Problem to solve: Can you rewrite the stretch of the records below, from the line containing "[point] snowy slope" through the end, shifting every answer coordinate up by 7 and leaving the rest of each line, requests included, unchanged?

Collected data
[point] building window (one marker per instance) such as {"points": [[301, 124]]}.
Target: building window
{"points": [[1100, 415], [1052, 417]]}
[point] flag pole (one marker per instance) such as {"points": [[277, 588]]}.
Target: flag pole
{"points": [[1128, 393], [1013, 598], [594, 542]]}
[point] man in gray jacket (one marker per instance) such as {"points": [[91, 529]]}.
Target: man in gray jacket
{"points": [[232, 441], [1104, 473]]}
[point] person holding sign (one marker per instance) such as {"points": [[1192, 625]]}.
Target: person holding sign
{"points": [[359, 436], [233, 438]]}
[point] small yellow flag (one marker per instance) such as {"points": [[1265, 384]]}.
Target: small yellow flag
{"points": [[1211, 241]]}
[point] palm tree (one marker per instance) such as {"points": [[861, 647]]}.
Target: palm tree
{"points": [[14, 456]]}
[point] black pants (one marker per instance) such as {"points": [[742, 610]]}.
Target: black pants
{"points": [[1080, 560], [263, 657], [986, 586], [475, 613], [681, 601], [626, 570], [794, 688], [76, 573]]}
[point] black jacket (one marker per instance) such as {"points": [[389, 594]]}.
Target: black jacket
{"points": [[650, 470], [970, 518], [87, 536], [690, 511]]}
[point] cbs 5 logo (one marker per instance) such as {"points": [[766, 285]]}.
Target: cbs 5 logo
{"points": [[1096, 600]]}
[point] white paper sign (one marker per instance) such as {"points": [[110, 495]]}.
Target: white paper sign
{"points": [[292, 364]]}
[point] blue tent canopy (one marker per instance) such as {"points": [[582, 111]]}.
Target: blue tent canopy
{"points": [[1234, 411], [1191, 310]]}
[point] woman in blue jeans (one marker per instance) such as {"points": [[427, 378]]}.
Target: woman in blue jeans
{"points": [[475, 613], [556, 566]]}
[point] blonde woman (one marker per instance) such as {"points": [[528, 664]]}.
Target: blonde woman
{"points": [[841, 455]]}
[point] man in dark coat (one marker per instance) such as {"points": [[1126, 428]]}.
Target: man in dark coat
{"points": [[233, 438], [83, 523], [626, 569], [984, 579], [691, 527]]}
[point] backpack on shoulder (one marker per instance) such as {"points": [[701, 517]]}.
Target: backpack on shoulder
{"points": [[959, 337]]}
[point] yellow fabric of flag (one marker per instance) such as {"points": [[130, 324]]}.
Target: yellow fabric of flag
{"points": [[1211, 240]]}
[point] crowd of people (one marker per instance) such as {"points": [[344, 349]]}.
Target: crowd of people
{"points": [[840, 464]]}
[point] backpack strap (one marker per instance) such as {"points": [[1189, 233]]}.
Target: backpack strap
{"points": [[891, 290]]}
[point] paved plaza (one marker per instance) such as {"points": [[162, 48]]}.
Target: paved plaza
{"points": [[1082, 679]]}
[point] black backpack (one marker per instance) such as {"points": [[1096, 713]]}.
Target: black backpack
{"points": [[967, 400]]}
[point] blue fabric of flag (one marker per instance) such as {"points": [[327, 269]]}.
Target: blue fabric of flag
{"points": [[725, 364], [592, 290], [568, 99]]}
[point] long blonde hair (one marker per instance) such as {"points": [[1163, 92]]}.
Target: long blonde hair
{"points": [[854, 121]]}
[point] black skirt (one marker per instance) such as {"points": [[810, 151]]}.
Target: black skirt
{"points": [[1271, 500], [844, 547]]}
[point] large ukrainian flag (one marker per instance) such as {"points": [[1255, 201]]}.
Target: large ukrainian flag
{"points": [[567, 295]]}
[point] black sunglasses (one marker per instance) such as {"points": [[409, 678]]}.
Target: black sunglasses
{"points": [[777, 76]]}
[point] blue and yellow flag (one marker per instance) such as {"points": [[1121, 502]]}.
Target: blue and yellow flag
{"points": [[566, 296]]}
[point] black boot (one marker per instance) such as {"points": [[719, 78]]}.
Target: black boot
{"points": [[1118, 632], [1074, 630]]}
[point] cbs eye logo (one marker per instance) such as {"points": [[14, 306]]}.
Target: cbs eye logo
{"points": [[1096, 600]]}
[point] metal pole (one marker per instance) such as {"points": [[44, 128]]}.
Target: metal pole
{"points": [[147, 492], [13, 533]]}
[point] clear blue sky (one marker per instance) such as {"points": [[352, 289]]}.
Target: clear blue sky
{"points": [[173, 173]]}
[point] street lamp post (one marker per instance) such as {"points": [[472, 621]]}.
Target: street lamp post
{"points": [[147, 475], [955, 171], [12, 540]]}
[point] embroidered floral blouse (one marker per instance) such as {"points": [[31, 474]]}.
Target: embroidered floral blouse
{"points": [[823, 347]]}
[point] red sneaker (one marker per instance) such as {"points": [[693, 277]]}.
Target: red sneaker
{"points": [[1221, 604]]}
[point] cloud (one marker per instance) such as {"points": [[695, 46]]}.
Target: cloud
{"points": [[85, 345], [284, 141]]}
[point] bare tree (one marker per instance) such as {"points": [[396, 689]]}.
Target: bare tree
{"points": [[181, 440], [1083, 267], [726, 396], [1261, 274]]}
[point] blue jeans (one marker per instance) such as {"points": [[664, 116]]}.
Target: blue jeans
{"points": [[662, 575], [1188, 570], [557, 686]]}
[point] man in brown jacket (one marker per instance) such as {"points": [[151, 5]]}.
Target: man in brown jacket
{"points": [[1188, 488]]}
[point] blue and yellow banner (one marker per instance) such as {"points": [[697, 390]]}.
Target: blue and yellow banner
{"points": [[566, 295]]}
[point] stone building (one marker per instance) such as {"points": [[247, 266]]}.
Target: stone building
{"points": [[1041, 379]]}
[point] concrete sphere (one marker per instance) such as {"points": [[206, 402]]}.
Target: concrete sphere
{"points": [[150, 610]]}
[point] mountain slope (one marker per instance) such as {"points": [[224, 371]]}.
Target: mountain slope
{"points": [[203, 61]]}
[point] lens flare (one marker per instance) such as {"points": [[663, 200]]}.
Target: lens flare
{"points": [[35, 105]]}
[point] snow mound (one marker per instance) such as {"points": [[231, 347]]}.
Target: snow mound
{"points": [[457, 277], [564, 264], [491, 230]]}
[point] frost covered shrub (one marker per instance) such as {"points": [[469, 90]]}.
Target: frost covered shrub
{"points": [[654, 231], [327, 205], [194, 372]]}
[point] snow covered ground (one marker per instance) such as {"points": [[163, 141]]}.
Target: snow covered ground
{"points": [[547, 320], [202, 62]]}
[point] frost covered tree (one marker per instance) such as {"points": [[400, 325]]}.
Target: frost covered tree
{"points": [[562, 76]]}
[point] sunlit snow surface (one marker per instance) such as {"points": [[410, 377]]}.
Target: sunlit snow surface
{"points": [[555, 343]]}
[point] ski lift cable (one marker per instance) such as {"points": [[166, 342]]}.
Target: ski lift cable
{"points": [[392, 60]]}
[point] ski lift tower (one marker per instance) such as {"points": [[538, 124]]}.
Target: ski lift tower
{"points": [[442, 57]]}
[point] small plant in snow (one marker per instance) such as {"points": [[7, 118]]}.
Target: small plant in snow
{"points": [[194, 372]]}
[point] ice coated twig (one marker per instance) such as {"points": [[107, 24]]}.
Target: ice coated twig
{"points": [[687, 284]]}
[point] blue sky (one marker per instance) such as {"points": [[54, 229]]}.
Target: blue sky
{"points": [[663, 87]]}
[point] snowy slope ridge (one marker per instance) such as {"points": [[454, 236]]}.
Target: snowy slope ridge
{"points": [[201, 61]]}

Full solution:
[point] snowy slope ridge (one marker per instance) such as {"points": [[454, 236]]}.
Target: snowy slope ridge
{"points": [[208, 68]]}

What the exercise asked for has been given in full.